**WHAT THE TASK ASKS**
Carry on the first-person account of recovering from a broken nose and rib, starting after its final sentence.

**GIVEN TEXT**

^^^^^^^^

All I could think when they told me about my nose was, “Is all the surgery, I’ve gone through in the past ruined? And will my nose now look like Marsha Brady’s after she was pegged with a football?” Even after I was told how lucky I was to be alive and that that I had to be very careful with that first rib break, I couldn’t help thinking about my nose. And if the rest of my face would be crooked. You guys…the swelling and bruising was awful! And I felt like my entire jaw was out of place. I’d try to bite down and my teeth wouldn’t match up. Six weeks later they still feel a little off but hopefully with time it will all match up again!
I had four different doctors I had to continue seeing when I was let out of the hospital and had to have contrast dye injected through my veins and arteries. It feels so incredibly weird and the radiologist warned me in advance it might feel like I was peeing my pants. It did feel like that and no…I didn’t really pee my pants. (I did check) And I was super warm! I kind of want it done daily when I have to go outside! Just kidding. It requires needles and I don’t like needles!

^^^^^^^^

**PROVIDED RECORDS**
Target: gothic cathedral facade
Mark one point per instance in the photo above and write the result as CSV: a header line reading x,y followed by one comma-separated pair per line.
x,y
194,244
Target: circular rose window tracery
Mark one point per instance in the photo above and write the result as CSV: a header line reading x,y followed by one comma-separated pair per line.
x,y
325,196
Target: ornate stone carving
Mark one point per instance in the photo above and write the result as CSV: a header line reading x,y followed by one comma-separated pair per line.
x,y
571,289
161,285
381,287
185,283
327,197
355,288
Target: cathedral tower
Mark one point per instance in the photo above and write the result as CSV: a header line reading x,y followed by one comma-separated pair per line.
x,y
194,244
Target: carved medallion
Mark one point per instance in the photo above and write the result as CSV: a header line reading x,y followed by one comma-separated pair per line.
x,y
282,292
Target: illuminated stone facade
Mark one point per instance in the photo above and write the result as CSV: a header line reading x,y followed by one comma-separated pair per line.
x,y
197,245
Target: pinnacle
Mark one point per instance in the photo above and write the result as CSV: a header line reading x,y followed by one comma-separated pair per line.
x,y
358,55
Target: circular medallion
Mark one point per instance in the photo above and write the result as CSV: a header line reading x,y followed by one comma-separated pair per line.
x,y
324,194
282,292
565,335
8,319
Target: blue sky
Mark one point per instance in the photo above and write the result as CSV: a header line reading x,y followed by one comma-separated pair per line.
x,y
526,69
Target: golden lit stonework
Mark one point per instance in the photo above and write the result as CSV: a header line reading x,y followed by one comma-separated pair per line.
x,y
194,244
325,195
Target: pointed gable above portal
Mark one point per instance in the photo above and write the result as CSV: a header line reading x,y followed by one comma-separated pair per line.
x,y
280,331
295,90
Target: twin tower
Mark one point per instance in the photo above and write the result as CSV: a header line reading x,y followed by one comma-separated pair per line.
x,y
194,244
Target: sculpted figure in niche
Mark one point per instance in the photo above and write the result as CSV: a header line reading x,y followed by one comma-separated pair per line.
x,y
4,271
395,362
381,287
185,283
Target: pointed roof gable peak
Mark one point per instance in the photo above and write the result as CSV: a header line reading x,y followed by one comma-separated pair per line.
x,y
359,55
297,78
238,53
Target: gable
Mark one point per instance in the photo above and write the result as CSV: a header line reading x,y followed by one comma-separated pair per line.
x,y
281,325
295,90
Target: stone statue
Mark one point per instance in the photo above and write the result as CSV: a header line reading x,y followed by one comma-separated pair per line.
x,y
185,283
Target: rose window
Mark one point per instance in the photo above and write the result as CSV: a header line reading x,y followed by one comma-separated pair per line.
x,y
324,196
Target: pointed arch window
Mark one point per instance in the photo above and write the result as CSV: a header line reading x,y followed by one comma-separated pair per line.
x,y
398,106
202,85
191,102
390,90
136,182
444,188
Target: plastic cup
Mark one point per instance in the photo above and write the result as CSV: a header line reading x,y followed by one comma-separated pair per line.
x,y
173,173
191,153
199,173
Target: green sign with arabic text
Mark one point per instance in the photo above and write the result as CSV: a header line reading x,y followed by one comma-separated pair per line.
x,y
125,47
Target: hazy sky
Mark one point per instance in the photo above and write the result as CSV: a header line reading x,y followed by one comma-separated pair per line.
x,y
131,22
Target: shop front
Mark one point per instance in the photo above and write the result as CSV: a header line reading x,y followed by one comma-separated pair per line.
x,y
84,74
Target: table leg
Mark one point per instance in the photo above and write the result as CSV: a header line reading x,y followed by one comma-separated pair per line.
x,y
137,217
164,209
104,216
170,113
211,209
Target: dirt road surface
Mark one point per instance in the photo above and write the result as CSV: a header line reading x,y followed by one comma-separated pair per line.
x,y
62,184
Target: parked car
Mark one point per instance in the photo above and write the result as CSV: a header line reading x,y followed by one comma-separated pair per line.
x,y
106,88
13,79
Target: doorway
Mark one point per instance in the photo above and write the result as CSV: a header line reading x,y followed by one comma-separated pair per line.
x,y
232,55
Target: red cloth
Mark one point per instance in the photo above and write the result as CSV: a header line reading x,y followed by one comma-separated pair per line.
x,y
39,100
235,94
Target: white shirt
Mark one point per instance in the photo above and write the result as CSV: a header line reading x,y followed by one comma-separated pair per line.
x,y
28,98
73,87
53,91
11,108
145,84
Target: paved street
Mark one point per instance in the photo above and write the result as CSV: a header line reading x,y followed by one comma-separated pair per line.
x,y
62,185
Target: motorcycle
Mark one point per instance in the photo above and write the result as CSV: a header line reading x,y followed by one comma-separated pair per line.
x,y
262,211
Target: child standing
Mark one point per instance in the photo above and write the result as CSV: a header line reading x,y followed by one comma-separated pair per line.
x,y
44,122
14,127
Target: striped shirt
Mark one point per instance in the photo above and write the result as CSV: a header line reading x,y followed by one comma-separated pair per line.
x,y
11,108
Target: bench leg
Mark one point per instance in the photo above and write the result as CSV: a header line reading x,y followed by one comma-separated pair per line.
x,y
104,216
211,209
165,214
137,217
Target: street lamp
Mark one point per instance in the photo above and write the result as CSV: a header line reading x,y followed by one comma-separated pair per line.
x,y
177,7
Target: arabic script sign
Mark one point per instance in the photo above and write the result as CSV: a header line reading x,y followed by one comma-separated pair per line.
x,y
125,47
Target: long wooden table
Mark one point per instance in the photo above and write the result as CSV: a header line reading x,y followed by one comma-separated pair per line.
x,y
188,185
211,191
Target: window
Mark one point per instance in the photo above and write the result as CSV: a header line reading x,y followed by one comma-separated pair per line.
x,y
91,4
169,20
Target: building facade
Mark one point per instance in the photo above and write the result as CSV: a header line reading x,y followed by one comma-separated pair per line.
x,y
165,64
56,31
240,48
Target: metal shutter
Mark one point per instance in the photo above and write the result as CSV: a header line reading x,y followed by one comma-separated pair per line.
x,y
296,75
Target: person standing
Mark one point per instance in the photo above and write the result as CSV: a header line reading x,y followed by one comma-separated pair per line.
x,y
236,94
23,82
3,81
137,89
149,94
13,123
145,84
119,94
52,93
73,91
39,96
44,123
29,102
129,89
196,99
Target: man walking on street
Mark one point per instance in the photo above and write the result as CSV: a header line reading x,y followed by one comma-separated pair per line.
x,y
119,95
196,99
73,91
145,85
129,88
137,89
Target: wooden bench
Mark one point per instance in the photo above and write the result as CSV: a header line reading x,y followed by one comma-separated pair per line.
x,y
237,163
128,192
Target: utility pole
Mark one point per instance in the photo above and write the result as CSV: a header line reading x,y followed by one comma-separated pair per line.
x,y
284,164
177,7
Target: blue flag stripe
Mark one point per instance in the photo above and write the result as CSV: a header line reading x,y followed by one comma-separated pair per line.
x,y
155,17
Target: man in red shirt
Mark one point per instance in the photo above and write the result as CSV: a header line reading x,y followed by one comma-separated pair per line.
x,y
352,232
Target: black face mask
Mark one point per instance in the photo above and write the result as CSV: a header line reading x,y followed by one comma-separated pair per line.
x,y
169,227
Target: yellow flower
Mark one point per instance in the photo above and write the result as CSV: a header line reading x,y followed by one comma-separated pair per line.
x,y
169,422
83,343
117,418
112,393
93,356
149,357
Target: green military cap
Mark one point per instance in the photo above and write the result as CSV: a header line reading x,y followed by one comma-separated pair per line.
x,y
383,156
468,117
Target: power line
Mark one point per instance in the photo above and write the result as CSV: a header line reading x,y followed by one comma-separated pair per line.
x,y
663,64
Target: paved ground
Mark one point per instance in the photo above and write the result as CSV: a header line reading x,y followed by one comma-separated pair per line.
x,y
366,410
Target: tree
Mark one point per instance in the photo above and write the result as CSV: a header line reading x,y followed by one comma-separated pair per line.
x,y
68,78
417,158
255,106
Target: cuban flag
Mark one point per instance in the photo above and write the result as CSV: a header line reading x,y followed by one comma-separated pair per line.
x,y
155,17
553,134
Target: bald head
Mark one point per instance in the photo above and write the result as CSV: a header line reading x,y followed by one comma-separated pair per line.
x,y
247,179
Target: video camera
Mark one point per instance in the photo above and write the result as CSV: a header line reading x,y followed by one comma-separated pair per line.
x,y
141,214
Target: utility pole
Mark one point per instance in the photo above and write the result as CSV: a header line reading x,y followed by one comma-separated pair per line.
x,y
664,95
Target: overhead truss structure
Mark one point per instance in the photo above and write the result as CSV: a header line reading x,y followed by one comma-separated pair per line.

^^^^^^^^

**OUTPUT FOR THIS EXERCISE**
Six weeks of being very careful and not putting strain on the clavicle and rib, I finally received the pretty much all clear! I just can’t do planks for another four weeks. And that’s ok. It was a very frustrating 6 weeks where I had to give myself a lot of patience, realizing I could make things worse NOT listening to doctors orders. I was also really mad at myself for doing something so stupid. But now I’m just excited to be able to start doing some sort of working out. And I’m not walking outside while it’s slippery! Trust me, I know my body. So, you might see me at the studio working out now! And you may hear me whine while working out. But know, deep inside, I am loving being back and feeling very blessed that there wasn’t more damage to my body. I’m so happy to be alive and able to move my body fully again! I’m ready to do this! Are you? Come join me!